[Your instructions] Collect every line of the material that contains the word "dark", and copy each one out in full.

>> Begin

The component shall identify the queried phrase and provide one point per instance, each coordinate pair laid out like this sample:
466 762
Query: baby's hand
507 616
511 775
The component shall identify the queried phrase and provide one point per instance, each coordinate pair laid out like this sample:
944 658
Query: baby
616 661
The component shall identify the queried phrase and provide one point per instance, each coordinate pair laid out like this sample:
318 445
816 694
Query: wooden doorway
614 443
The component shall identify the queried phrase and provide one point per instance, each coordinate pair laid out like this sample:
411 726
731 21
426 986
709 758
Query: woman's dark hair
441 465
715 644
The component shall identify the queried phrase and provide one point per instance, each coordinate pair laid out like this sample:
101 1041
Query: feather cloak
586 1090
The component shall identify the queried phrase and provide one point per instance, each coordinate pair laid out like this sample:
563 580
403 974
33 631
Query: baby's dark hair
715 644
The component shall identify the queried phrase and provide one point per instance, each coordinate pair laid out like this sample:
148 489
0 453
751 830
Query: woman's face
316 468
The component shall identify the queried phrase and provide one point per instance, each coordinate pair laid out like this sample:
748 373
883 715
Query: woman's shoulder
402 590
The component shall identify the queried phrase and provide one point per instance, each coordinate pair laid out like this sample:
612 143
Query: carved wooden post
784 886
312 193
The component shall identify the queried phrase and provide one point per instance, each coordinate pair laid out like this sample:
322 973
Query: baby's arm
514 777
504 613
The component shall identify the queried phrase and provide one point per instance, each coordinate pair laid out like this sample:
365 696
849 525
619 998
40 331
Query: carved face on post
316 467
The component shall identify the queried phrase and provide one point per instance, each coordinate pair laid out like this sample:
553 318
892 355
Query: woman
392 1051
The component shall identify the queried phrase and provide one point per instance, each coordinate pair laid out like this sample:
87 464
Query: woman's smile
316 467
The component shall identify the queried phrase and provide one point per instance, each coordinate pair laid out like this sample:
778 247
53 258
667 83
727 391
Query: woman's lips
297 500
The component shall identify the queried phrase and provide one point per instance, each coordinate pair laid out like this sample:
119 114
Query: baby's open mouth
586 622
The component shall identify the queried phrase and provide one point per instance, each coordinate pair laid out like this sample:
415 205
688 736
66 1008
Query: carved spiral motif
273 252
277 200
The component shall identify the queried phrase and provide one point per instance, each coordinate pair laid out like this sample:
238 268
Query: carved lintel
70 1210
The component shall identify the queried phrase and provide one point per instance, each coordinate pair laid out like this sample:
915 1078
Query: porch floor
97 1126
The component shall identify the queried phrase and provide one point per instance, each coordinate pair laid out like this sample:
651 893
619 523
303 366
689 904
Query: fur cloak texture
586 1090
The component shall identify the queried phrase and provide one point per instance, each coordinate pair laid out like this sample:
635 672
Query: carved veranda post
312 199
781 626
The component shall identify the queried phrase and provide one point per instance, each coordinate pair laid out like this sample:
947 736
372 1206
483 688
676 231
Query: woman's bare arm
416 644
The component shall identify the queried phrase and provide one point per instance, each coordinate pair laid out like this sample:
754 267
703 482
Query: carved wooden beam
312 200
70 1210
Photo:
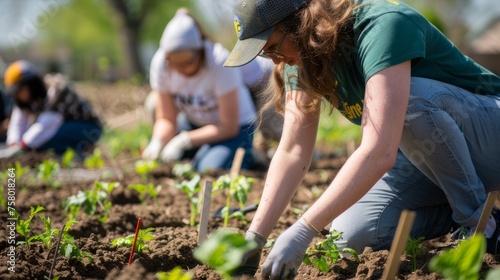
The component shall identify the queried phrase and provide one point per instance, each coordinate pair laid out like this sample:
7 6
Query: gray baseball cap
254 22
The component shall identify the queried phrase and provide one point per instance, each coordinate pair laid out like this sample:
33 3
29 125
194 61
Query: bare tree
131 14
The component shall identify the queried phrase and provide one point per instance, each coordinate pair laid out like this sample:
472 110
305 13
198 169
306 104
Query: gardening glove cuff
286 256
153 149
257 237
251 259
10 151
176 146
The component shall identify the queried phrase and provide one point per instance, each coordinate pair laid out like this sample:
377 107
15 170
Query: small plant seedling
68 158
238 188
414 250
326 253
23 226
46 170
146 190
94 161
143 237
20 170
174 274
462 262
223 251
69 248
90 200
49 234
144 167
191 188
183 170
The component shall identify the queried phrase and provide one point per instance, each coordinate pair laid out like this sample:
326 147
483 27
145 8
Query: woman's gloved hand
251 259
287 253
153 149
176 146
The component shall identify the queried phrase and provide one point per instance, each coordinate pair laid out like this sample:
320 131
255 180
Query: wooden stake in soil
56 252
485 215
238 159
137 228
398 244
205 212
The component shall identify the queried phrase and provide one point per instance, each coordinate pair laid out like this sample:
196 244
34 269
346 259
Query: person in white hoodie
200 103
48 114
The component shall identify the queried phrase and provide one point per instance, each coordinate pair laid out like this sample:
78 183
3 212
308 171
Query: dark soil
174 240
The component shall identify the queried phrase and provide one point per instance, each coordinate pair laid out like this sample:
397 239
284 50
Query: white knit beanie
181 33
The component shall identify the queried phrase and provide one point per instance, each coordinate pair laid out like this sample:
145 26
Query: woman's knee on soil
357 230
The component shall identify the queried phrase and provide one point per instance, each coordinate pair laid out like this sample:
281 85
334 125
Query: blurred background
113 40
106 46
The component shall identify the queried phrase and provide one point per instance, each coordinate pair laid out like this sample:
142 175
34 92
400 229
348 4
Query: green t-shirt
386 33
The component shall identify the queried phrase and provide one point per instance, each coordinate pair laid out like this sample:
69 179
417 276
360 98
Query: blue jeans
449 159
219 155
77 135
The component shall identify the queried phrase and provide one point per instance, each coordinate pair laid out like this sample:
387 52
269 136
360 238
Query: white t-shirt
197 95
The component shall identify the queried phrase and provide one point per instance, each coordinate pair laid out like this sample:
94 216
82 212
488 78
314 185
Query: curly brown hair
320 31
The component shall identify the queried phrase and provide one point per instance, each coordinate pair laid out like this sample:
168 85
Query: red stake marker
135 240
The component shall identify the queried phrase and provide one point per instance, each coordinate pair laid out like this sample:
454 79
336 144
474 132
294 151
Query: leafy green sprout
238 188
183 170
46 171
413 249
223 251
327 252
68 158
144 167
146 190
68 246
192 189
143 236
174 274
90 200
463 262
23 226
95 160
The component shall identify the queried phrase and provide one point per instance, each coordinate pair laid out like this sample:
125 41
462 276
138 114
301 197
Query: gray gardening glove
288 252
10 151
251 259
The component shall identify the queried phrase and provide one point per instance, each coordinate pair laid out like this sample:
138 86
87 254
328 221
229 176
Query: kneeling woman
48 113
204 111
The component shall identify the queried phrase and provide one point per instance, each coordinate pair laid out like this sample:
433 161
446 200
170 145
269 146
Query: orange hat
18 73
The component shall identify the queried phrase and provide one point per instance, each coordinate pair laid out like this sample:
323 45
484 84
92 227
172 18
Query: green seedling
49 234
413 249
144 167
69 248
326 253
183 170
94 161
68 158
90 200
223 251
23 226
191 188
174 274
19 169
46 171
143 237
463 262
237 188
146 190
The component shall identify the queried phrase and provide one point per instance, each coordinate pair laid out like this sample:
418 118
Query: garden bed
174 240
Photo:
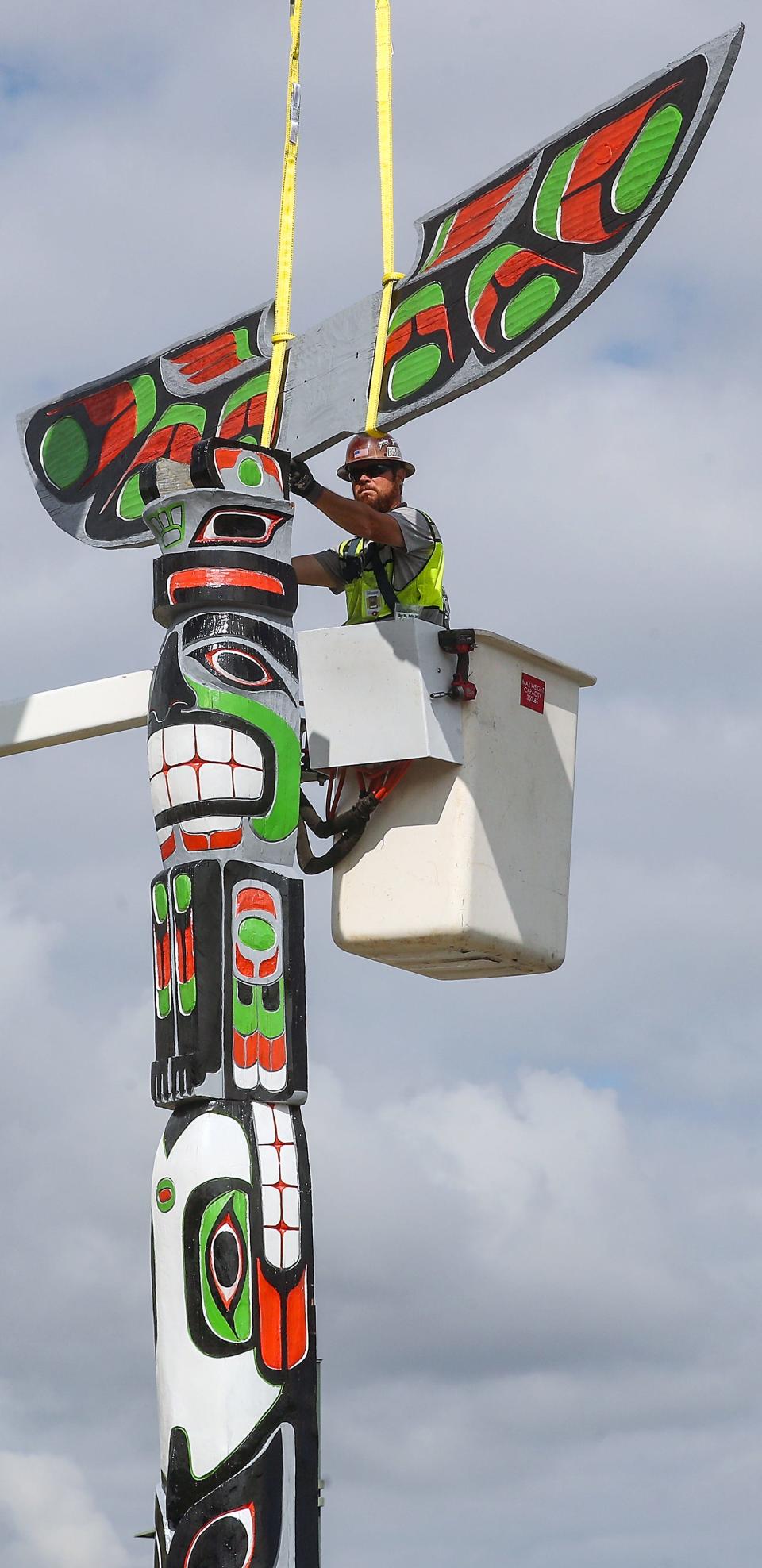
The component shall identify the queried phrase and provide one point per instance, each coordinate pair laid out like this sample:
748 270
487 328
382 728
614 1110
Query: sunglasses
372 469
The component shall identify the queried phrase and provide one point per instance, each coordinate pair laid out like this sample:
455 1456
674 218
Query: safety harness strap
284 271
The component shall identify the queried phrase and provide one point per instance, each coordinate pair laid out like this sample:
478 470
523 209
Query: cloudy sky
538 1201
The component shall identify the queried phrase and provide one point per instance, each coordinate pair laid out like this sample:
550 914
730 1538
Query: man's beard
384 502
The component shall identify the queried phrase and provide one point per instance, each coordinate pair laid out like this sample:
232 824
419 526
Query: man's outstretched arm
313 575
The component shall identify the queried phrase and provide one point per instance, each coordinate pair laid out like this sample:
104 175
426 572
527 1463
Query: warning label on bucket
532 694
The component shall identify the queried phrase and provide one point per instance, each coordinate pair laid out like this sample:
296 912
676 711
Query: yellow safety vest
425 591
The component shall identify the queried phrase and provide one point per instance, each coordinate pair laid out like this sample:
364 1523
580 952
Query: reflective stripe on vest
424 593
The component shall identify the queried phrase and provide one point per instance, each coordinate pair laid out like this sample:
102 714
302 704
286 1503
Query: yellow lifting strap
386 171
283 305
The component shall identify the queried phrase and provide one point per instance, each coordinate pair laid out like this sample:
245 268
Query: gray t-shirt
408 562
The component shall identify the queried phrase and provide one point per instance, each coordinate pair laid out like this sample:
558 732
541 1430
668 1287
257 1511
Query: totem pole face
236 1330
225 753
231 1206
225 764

>> End
>> Begin

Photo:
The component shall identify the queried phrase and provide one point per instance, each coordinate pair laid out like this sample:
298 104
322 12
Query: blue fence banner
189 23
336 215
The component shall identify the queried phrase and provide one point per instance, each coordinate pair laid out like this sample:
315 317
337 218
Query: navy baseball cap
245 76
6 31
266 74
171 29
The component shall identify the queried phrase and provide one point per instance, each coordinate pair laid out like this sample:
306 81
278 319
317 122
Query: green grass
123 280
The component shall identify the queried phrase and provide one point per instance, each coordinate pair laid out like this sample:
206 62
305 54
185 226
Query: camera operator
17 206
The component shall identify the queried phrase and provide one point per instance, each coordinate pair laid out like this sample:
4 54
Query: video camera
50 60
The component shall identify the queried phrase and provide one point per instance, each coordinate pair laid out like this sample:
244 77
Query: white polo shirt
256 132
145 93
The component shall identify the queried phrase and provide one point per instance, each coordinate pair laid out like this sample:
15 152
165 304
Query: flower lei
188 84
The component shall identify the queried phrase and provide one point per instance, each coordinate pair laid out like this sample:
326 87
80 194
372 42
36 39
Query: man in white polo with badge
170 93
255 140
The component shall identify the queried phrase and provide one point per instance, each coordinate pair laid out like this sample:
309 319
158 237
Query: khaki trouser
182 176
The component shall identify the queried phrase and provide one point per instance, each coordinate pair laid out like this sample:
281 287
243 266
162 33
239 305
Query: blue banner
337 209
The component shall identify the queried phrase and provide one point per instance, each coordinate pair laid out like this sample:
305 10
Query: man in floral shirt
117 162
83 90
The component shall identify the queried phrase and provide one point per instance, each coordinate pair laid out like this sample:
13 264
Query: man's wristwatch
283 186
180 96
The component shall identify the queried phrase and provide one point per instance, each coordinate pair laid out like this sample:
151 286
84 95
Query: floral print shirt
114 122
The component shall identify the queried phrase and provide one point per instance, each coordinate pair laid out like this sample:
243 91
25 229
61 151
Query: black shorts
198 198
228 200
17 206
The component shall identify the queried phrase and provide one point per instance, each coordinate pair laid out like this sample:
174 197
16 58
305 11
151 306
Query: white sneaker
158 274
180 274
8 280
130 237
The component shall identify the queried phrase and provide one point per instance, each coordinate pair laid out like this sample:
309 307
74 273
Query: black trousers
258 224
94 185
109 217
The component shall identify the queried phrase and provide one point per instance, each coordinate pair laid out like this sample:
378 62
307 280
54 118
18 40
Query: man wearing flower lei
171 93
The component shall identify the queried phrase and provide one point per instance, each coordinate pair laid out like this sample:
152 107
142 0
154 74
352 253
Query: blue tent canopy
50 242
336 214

>> End
>> Begin

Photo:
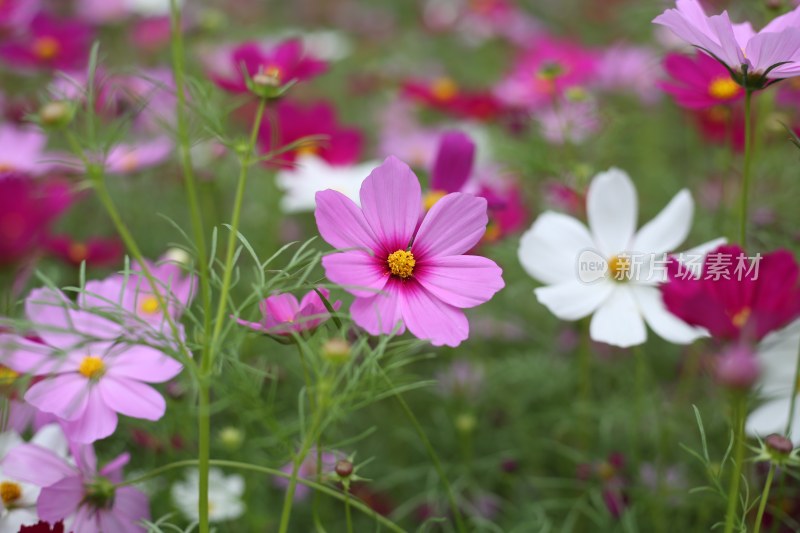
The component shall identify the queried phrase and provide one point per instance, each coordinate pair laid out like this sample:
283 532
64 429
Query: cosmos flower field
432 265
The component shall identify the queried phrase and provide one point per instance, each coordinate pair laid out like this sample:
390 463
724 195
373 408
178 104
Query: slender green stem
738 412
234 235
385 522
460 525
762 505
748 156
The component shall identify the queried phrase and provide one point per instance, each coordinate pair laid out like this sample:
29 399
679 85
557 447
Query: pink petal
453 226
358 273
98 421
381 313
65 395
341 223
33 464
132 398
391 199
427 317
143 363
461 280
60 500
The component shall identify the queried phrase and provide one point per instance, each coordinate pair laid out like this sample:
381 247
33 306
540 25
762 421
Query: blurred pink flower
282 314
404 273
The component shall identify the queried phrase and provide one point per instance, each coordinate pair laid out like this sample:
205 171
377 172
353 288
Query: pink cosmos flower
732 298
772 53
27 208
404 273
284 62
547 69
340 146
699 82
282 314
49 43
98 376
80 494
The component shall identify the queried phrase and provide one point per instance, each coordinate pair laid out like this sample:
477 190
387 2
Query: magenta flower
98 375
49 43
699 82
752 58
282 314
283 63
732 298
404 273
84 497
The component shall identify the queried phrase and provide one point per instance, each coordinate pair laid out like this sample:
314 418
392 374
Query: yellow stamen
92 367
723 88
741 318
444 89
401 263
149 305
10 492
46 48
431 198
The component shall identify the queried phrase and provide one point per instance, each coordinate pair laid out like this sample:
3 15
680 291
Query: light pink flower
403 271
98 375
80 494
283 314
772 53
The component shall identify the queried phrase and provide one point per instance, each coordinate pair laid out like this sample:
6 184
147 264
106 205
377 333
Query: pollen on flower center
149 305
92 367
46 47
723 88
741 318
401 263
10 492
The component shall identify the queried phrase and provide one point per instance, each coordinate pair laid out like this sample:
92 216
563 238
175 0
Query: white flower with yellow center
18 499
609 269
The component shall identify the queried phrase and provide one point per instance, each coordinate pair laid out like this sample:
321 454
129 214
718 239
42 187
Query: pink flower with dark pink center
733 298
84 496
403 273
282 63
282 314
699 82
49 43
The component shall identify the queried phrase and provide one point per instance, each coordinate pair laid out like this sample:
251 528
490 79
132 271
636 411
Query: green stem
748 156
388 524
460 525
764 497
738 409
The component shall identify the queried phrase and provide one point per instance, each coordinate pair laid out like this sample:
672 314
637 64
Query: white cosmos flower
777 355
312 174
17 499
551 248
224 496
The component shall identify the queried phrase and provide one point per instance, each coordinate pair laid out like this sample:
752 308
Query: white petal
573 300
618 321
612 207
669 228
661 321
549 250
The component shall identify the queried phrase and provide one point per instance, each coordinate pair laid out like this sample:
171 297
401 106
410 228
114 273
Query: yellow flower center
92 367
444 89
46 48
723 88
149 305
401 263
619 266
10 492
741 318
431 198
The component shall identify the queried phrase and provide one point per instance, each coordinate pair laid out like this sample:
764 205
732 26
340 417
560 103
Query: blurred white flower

>> End

[Result of the task]
Query: woman's dark hair
Query: baby's dark hair
Query: dark soil
Query: pink flower with dark pink center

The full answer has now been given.